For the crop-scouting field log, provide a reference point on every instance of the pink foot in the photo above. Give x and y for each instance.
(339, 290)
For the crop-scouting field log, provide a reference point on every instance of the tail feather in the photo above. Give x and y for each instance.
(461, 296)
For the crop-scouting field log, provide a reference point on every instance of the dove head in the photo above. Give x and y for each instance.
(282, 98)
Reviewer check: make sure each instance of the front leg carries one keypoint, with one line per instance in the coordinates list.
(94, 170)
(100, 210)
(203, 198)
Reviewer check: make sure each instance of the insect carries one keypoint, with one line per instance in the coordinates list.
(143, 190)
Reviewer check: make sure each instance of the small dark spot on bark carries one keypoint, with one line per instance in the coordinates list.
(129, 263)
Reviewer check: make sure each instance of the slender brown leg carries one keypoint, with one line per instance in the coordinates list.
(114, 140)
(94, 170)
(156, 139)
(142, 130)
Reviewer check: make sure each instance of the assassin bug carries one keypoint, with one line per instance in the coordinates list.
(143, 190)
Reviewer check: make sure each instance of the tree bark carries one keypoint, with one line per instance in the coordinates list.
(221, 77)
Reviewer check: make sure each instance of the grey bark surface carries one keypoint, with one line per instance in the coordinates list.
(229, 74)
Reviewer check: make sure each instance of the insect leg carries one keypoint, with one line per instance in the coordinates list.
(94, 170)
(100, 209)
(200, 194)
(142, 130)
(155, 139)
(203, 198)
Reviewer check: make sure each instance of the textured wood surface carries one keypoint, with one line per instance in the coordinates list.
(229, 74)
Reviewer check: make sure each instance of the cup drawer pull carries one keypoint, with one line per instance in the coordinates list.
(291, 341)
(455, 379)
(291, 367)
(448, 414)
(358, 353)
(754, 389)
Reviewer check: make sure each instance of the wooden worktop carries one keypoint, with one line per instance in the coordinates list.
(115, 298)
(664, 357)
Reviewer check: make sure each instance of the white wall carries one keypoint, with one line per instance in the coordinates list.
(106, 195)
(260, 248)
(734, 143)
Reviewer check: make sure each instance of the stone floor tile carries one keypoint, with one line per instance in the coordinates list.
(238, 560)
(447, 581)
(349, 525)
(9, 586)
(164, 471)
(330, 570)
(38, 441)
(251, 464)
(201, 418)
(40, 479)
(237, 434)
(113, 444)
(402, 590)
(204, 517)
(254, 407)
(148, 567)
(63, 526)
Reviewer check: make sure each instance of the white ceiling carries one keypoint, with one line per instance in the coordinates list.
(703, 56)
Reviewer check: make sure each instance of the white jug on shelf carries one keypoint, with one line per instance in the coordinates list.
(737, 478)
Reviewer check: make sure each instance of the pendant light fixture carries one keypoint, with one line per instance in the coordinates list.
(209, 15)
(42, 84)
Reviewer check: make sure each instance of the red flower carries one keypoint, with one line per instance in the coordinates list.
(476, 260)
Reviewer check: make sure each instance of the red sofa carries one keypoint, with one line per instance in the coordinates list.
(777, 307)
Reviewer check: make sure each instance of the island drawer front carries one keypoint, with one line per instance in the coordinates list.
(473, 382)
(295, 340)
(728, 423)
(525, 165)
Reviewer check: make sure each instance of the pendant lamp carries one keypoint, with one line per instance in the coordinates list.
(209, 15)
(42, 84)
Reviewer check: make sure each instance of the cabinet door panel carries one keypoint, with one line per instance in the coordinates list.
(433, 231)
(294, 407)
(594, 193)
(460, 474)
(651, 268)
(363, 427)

WHAT TO PRODUCE:
Return the records in full, exactly as they read.

FINISHED TASK:
For the crop-scouting field log, provide a reference point on every instance of the pink foot in the photo above. Give x and y for each instance.
(339, 290)
For the crop-scouting field log, provide a reference point on every instance of the tail feather in the photo above. Give x and y for each instance.
(461, 296)
For the crop-scouting field log, provide a reference point on every instance of the dove head in the photo above. Give x and y for each instance.
(282, 98)
Reviewer check: make sure each instance of the front leg carries one keypoint, with one line per instance in the coordinates list.
(94, 170)
(100, 210)
(203, 198)
Reviewer check: make sure each instance of the insect carries one keypoint, with one line per instance in the coordinates list.
(143, 190)
Reviewer check: make sure each instance of the small dark spot on bark carries one keypoint, with one line per instance in the coordinates list.
(129, 263)
Reviewer check: make sure each instance of the slender brown leg carries one keypoint, with one line per instance in the coordinates list.
(114, 140)
(94, 170)
(156, 139)
(142, 130)
Reviewer check: make sure each instance of the assassin bug carries one keypoint, with one line per instance in the coordinates list.
(143, 190)
Reviewer check: make sure each instance of the tree bark carries one keypoint, with one line per instance in the coordinates list.
(221, 77)
Reviewer check: make sure each instance of the grey bark surface carries one keypoint, with one line per instance in the coordinates list.
(229, 74)
Reviewer check: make sure each instance of the insect leg carries one keypoint, with one line per instance in the coordinates list.
(94, 170)
(100, 209)
(200, 194)
(142, 130)
(155, 139)
(203, 198)
Reviewer check: make sure each instance of the textured wood surface carries one keypoint, with one line per instance in the coordinates list.
(229, 74)
Reviewer check: make sure each instance of the cup drawer pull carries one keypoint, with one line per instance in the coordinates list.
(291, 341)
(455, 379)
(291, 367)
(448, 414)
(358, 353)
(754, 389)
Reviewer check: make sure each instance of the wooden worktop carries one keypoint, with one line per instance in the coordinates list.
(115, 298)
(664, 357)
Reviewer check: make sure each instance of the white wall carries one keypoint, with one line per instance in the coordinates list.
(106, 195)
(260, 248)
(734, 143)
Reviewer check: make sure each instance of the stone floor tile carries one keypoint, with one line per instance in the coordinates list.
(238, 560)
(447, 581)
(349, 525)
(9, 586)
(164, 471)
(330, 570)
(38, 441)
(251, 464)
(201, 418)
(40, 479)
(237, 434)
(113, 444)
(402, 590)
(204, 517)
(254, 407)
(148, 567)
(63, 526)
Reviewer check: make sure each instance of the white ceiling carries one keypoint, with one line per instance in the coordinates list.
(703, 56)
Reviewer check: make sure each instance of the white jug on shelf carries one keypoint, with one line per instance in the coordinates list.
(737, 478)
Reviewer check: make sure each instance of the pendant light fixture carries one keypoint, with one line per instance in the coordinates list.
(209, 15)
(42, 84)
Reviewer check: make sure each instance of the red flower carries one keypoint, with one line per instance in the coordinates list.
(476, 260)
Reviewer check: make sure each instance of the red sofa carries one keypoint, with one line per instance in the coordinates list.
(777, 307)
Reviewer check: make sure each instance of the island drawer front carries one keypoint, with one line per instance in the coordinates list.
(473, 382)
(295, 340)
(728, 423)
(525, 165)
Reviewer check: make sure each instance of the pendant lamp carries one keypoint, with one line per instance in the coordinates list.
(209, 15)
(42, 84)
Reviewer check: make sure each instance of the cabinet door panel carries one keypoint, with one line per instance in the coordinates list.
(433, 231)
(294, 407)
(594, 193)
(460, 474)
(651, 268)
(363, 427)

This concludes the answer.